RECORD LIST:

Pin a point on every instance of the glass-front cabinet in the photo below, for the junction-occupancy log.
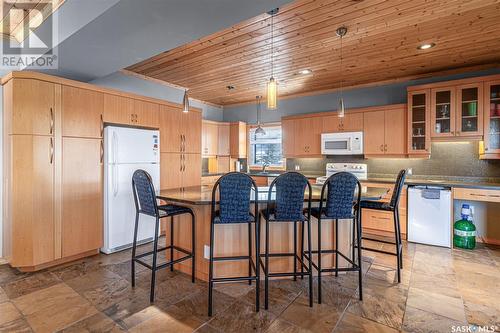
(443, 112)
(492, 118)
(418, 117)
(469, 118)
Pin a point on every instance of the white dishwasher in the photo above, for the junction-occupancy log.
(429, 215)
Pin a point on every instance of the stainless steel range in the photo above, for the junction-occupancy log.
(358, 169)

---

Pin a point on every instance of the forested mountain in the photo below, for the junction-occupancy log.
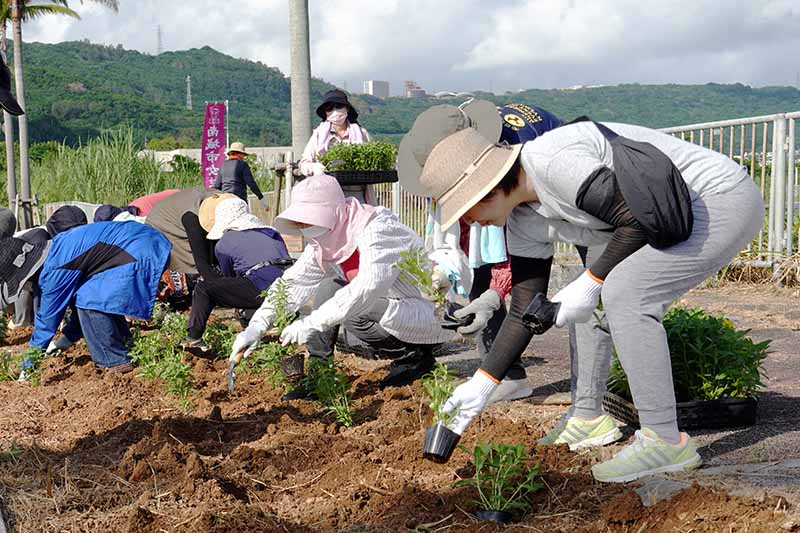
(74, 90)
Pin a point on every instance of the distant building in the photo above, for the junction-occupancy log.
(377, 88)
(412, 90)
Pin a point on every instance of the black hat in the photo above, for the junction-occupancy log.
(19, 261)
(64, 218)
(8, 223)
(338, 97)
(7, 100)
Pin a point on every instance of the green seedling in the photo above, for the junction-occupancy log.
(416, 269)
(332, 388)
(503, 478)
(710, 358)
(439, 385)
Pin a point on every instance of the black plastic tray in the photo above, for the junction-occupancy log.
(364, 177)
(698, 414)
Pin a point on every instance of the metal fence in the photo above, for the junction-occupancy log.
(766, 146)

...

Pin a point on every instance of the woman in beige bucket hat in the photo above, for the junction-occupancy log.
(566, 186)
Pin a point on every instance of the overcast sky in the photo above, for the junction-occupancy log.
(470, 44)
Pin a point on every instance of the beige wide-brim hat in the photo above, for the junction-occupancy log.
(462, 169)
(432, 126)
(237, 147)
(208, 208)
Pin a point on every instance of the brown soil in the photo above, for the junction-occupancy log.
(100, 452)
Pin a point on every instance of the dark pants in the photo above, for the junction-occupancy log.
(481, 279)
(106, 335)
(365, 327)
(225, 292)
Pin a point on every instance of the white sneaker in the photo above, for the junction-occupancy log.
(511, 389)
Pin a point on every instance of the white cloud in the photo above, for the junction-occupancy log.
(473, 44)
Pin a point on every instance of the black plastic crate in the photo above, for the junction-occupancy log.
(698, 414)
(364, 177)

WRITTEN EXERCISE:
List each line of the material above that contains the string "below", and reproduce every such line in full.

ANSWER IN FULL:
Pin a point on every instance of the glass-front cabinet in the photo below, for the junction-occupancy log.
Pin a point on every instance of the forested mountain in the photo below, for the junction-occupancy log.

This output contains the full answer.